_Direction_
Copy out exactly the lines from the line containing "Where can the cup" to the end of the listing.

_Record set_
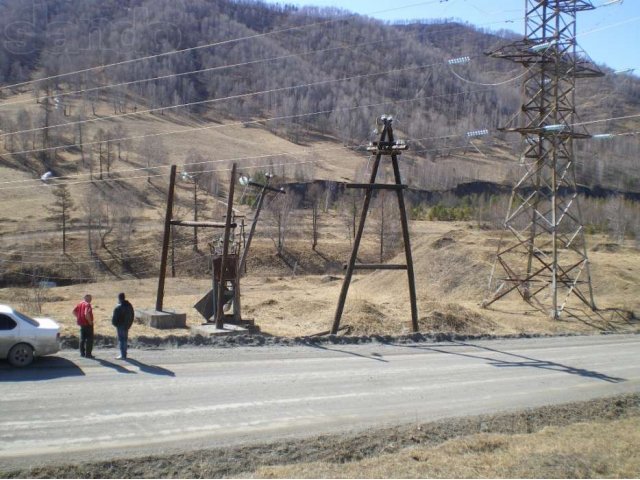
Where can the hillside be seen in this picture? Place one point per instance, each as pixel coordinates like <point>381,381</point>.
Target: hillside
<point>294,92</point>
<point>295,72</point>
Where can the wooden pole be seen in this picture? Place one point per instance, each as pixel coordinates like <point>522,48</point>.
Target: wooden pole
<point>165,239</point>
<point>225,252</point>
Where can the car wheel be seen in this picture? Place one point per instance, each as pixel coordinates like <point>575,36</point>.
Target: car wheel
<point>20,355</point>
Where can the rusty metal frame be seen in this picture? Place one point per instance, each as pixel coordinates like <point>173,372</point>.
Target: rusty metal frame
<point>169,222</point>
<point>548,256</point>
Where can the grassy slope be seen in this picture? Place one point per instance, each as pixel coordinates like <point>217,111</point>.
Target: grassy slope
<point>582,450</point>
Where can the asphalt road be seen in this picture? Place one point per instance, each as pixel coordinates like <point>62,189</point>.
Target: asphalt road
<point>66,409</point>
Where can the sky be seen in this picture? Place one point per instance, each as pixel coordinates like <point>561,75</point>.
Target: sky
<point>610,34</point>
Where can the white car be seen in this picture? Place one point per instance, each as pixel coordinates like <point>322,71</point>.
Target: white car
<point>22,338</point>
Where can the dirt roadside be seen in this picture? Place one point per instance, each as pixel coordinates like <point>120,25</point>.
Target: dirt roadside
<point>337,449</point>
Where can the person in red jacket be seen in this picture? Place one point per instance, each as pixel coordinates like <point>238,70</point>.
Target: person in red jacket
<point>84,318</point>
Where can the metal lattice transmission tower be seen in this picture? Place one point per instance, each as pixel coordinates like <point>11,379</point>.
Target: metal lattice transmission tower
<point>546,261</point>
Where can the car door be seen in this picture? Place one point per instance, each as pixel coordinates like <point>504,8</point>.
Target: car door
<point>9,334</point>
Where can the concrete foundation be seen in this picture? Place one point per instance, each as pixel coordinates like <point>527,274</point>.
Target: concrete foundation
<point>209,329</point>
<point>162,320</point>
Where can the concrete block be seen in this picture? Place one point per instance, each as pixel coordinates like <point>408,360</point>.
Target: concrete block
<point>162,320</point>
<point>209,329</point>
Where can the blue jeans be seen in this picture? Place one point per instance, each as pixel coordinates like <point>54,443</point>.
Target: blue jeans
<point>123,337</point>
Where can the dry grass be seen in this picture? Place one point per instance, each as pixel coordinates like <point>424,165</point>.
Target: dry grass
<point>451,277</point>
<point>452,260</point>
<point>583,450</point>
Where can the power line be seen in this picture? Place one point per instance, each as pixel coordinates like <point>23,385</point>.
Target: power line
<point>221,99</point>
<point>250,122</point>
<point>219,67</point>
<point>209,45</point>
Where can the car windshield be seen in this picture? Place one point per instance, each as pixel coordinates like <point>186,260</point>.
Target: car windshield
<point>23,317</point>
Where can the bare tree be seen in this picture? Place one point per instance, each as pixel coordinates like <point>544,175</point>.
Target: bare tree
<point>60,211</point>
<point>280,208</point>
<point>315,197</point>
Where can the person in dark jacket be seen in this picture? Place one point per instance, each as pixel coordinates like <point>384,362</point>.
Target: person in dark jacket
<point>123,316</point>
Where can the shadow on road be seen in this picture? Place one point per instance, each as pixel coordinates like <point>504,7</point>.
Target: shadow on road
<point>372,357</point>
<point>152,369</point>
<point>44,368</point>
<point>515,360</point>
<point>115,366</point>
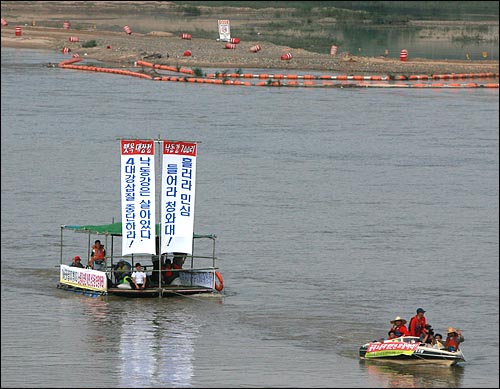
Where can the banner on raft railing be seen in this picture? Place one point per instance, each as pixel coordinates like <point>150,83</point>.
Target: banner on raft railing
<point>224,30</point>
<point>83,278</point>
<point>376,350</point>
<point>138,197</point>
<point>178,197</point>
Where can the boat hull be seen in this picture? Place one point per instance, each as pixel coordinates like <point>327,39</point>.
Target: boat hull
<point>168,291</point>
<point>408,351</point>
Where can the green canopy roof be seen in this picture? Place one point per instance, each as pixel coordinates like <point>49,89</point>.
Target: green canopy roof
<point>115,229</point>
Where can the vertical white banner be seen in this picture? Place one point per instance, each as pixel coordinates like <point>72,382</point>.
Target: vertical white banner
<point>177,197</point>
<point>224,30</point>
<point>138,196</point>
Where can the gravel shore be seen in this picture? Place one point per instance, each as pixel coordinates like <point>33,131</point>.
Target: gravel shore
<point>122,50</point>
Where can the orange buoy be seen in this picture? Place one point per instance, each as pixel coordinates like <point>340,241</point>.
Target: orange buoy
<point>255,48</point>
<point>403,55</point>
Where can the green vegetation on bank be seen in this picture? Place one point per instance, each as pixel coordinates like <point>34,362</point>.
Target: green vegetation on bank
<point>316,24</point>
<point>375,11</point>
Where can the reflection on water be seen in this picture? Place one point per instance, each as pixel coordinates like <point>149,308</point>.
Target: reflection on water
<point>407,376</point>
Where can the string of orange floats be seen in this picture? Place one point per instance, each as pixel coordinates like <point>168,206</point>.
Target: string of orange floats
<point>290,80</point>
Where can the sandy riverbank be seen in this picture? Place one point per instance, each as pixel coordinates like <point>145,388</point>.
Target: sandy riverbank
<point>122,50</point>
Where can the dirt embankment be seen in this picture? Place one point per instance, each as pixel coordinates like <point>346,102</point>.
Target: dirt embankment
<point>121,49</point>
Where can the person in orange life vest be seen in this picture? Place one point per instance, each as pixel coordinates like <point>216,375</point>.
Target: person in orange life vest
<point>417,324</point>
<point>97,260</point>
<point>437,341</point>
<point>139,278</point>
<point>427,334</point>
<point>453,339</point>
<point>77,262</point>
<point>398,326</point>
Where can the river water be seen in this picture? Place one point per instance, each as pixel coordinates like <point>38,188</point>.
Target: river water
<point>335,210</point>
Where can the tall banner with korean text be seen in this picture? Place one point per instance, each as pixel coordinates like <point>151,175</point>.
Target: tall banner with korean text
<point>138,196</point>
<point>177,197</point>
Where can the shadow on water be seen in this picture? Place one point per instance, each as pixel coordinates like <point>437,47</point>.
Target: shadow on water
<point>399,376</point>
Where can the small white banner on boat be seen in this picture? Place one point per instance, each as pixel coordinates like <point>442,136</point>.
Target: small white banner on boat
<point>138,196</point>
<point>224,30</point>
<point>177,197</point>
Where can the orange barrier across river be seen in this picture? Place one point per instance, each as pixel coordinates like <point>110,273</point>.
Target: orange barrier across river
<point>278,80</point>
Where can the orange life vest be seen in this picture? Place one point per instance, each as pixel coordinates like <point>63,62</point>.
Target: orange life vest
<point>98,253</point>
<point>451,342</point>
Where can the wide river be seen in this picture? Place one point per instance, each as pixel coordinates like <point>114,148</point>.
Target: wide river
<point>335,211</point>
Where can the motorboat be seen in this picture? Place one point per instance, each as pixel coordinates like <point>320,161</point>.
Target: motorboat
<point>409,350</point>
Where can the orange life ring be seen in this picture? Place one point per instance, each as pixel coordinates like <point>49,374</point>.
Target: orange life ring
<point>219,286</point>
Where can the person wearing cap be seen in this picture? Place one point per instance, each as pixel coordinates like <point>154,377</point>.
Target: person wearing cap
<point>121,270</point>
<point>391,334</point>
<point>399,327</point>
<point>98,258</point>
<point>453,339</point>
<point>139,277</point>
<point>437,341</point>
<point>417,324</point>
<point>77,262</point>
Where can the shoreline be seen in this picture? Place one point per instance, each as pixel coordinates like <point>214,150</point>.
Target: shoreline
<point>122,50</point>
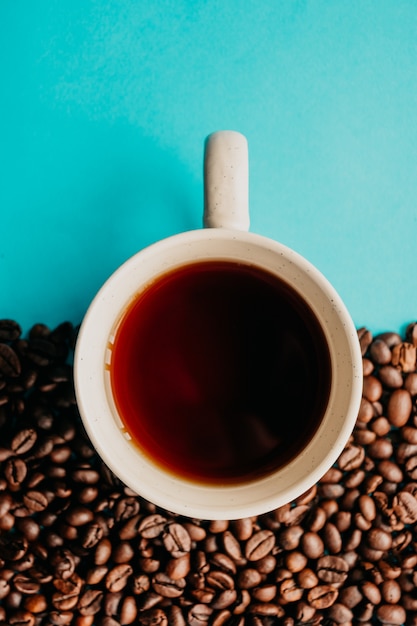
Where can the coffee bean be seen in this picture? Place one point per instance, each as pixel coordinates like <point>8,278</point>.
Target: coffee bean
<point>399,407</point>
<point>290,590</point>
<point>372,388</point>
<point>259,545</point>
<point>176,540</point>
<point>15,471</point>
<point>90,602</point>
<point>152,526</point>
<point>332,538</point>
<point>166,587</point>
<point>35,501</point>
<point>322,596</point>
<point>232,547</point>
<point>411,467</point>
<point>391,614</point>
<point>66,523</point>
<point>340,614</point>
<point>332,569</point>
<point>289,538</point>
<point>199,615</point>
<point>365,339</point>
<point>379,539</point>
<point>410,383</point>
<point>117,577</point>
<point>404,356</point>
<point>380,352</point>
<point>351,458</point>
<point>312,545</point>
<point>249,578</point>
<point>23,441</point>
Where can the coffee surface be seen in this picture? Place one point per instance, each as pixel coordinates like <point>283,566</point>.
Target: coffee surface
<point>219,371</point>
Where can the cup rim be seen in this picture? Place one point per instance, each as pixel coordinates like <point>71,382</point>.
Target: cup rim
<point>218,501</point>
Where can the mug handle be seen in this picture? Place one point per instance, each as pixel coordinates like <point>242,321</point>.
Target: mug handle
<point>226,181</point>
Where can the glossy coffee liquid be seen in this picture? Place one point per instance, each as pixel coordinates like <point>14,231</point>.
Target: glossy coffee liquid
<point>220,372</point>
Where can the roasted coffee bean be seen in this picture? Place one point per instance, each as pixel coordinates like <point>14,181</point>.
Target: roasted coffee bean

_Output for this task_
Where can the cup rim be seen in this picture? Place one point per instance, each as pixel coordinates like <point>71,382</point>.
Target: cup rim
<point>218,501</point>
Where can the mug handle be seen in this picture? Place one point per instance, each as pixel coordinates like <point>242,321</point>.
Target: mug handle
<point>226,181</point>
Where can the glossy coffee liquid be seen in this picture? Place one point per instance, each as pixel coordinates like <point>14,231</point>.
Target: glossy coffee liquid
<point>220,372</point>
Where can the roasted coffee bean be seen in this picture? Place one point per instance, each as pixel coordinates like <point>14,181</point>.
Target: roasted coffee bean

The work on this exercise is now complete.